## [PROBLEM DESCRIPTION]
Copy out the lines from the one containing "Find the low" through the end of the records, inclusive, and leave the request lines unchanged. In the answer outlines only, scale every coordinate by 0.95 and round to whole numbers, with halves going up.

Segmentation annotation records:
+ + + + +
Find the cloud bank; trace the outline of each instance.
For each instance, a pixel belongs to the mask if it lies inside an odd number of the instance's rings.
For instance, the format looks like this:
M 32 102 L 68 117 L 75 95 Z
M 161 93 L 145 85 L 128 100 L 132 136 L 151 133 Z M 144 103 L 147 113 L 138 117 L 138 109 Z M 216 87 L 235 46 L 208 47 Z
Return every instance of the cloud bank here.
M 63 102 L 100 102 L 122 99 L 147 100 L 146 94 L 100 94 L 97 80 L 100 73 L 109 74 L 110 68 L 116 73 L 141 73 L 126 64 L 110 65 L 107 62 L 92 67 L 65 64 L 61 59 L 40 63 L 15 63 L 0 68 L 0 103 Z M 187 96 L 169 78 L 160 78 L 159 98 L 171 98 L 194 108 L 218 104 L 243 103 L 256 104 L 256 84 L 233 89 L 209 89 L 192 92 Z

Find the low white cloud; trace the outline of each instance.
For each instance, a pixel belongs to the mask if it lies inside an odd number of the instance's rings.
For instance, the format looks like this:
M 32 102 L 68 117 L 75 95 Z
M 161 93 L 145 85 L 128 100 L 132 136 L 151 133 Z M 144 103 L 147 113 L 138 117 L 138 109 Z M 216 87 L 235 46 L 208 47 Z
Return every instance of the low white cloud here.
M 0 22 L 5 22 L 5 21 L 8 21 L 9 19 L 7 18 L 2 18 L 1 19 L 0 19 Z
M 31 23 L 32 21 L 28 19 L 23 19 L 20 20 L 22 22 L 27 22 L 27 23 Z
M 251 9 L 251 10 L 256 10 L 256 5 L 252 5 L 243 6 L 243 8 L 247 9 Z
+ + + + +
## [OUTPUT]
Find the low white cloud; trace the outline of each instance.
For each instance, a pixel belongs to the mask if it lies inside an odd number of the instance's rings.
For instance, the format looks like this:
M 32 102 L 68 117 L 75 95 Z
M 161 93 L 145 85 L 128 100 L 132 136 L 151 133 Z M 144 103 L 147 113 L 138 117 L 138 109 Z M 216 87 L 235 46 L 208 47 Z
Return every instance of the low white cloud here.
M 0 21 L 5 21 L 5 20 L 8 20 L 9 18 L 7 17 L 2 17 L 1 18 L 0 18 Z
M 29 22 L 30 20 L 27 18 L 22 18 L 19 19 L 21 21 L 26 21 L 26 22 Z
M 238 9 L 238 10 L 243 10 L 243 5 L 239 5 L 231 6 L 231 8 L 235 9 Z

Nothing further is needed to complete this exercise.